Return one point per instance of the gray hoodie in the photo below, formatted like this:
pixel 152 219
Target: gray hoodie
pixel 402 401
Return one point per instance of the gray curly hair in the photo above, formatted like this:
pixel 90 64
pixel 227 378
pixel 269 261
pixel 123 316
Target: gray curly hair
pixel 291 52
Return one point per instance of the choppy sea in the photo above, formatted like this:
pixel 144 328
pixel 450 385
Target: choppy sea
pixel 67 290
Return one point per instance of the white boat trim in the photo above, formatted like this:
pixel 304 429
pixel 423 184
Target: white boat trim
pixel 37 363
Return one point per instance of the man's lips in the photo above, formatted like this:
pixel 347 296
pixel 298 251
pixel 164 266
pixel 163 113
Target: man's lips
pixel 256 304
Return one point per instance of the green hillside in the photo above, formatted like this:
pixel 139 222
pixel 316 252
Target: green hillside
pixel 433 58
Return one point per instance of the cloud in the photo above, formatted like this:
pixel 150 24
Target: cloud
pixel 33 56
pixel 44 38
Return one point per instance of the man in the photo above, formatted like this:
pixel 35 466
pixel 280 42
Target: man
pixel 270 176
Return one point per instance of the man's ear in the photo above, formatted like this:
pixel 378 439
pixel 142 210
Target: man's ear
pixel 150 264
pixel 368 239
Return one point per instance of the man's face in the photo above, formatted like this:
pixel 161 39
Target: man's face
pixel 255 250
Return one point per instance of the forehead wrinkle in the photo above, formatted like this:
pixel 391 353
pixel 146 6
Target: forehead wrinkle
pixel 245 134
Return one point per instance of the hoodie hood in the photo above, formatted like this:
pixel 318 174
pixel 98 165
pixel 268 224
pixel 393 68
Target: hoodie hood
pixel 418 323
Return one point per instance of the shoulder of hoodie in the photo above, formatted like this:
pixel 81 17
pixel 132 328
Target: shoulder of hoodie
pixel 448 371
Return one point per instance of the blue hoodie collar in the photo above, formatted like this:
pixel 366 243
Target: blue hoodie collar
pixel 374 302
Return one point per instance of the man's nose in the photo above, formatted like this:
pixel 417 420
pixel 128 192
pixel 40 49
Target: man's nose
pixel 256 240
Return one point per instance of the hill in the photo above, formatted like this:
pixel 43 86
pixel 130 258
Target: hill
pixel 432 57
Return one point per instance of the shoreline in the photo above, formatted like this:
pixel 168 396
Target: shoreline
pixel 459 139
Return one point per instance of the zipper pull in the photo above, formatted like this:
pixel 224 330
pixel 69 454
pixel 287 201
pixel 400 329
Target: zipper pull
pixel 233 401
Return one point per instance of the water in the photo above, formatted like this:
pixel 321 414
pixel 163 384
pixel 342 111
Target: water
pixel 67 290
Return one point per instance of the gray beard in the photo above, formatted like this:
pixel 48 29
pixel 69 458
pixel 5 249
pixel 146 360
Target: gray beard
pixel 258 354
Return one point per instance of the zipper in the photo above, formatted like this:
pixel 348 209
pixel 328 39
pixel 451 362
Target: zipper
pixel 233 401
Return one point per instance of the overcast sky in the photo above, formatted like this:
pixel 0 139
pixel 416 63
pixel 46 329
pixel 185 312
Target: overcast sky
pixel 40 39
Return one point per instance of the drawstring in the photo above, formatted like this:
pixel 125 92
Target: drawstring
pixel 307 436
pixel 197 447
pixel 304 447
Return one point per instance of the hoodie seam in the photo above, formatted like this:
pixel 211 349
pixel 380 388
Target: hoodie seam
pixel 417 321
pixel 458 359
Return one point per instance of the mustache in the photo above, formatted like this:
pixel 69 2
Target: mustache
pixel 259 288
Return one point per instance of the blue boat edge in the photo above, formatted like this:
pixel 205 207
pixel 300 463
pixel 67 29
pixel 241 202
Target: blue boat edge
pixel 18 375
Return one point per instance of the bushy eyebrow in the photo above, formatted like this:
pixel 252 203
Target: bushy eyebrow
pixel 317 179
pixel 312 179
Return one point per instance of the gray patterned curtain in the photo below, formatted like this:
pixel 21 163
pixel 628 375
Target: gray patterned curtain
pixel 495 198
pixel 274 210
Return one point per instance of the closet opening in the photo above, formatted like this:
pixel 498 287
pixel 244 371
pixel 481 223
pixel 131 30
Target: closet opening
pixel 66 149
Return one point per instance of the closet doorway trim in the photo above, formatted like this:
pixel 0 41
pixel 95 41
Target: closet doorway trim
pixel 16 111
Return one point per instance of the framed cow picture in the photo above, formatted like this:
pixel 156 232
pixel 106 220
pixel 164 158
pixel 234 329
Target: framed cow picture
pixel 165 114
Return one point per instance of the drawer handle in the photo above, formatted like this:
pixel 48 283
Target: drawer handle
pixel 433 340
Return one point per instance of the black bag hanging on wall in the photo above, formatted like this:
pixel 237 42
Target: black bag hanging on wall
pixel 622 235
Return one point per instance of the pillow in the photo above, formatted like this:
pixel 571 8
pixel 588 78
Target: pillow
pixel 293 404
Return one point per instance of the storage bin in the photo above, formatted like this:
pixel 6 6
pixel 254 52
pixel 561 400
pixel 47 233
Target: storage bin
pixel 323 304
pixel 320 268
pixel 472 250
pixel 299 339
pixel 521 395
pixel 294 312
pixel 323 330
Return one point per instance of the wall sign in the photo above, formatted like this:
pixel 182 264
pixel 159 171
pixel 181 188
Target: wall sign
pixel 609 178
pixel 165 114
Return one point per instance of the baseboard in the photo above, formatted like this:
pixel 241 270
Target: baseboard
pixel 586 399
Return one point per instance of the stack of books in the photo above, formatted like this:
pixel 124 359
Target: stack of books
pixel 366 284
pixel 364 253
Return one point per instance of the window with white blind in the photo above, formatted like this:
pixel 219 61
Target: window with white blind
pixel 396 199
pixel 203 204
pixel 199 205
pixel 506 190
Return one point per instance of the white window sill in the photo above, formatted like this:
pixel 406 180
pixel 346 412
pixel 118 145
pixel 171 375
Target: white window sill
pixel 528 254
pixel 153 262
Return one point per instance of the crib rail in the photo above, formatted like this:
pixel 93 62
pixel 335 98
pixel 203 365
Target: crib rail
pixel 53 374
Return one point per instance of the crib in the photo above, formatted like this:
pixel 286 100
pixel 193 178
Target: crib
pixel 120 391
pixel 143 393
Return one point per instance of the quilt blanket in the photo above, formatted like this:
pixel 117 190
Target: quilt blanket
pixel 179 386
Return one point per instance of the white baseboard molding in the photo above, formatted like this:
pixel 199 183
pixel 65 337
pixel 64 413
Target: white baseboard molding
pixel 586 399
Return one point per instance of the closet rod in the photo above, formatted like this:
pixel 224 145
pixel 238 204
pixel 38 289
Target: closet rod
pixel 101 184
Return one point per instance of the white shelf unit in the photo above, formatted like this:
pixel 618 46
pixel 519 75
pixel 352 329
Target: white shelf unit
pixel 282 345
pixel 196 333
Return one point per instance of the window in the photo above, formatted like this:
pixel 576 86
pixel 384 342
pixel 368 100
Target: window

────────────────

Exercise:
Using the listing above, return all lines where the word "below" occurs.

Result:
Return one point per instance of the gray hoodie in the photo below, formatted like this:
Return one point per instance of the gray patterned curtain in the photo below, formatted like this:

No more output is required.